> _Task description_
Print all entries word for word.

(Dataset records)
☆ ☆ ☆ ☆
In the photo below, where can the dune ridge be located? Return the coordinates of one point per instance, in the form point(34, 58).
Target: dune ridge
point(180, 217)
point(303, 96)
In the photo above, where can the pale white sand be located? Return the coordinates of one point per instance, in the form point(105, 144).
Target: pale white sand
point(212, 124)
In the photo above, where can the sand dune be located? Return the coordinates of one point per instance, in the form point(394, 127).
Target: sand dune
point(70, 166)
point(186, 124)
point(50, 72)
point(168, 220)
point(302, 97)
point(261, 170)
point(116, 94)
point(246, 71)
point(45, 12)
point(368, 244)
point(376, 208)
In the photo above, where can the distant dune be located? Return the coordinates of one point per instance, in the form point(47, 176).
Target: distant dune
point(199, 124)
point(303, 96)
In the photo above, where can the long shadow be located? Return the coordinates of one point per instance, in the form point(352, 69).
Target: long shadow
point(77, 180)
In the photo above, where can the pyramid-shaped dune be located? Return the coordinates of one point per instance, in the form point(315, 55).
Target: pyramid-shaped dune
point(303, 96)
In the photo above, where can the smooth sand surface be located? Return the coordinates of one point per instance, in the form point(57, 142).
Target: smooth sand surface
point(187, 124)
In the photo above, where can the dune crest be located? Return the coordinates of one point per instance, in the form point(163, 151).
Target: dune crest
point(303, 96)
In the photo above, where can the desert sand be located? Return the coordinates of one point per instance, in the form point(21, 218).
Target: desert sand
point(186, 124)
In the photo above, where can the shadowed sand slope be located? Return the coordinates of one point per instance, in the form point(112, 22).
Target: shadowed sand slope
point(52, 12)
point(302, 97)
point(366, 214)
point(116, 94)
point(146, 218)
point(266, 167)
☆ ☆ ☆ ☆
> _Finished task_
In the photo below, where can the dune ridge be located? Return the coordinates of one point per instance, in the form point(34, 58).
Target: dune ridge
point(180, 217)
point(303, 96)
In the photo above, where can the pale white sand be located? Return the coordinates of one point per instance, in the form point(105, 144).
Target: pale white sand
point(212, 124)
In the photo above, where can the sand dune be located? Return the coordinates of one point per instance, in the form point(394, 127).
Target: sand dune
point(70, 166)
point(186, 124)
point(50, 72)
point(168, 220)
point(302, 97)
point(261, 170)
point(116, 94)
point(246, 71)
point(45, 12)
point(368, 244)
point(376, 208)
In the photo above, where can the distant dune be located? Return the coordinates of one point per instance, in the form point(47, 176).
Target: distant dune
point(199, 124)
point(303, 96)
In the photo above, where can the long shadow be located? Return the coordinates of one point per instance, in the form point(352, 69).
Target: long shadow
point(77, 180)
In the photo above, where can the pyramid-shaped dune be located? Return the coordinates of one point per instance, in the form point(315, 55).
Target: pyramid-shaped dune
point(303, 96)
In the photo above, where can the smooth sand surface be located? Return the coordinates of one point per instance, in the form point(57, 142).
Target: smooth sand surface
point(187, 124)
In the photo above, where can the dune crest be located? Return the coordinates of one point per instance, in the form point(163, 151).
Target: dune crest
point(303, 96)
In the photo above, where can the desert sand be located? Return the coordinates of one point per instance, in the form point(21, 218).
Target: desert sand
point(186, 124)
In the photo above, where can the shadowed sand slope be located? Return the coordinates of one point per instance, in the form point(112, 22).
Target: shadowed sand slope
point(52, 12)
point(302, 97)
point(366, 214)
point(116, 94)
point(146, 218)
point(266, 167)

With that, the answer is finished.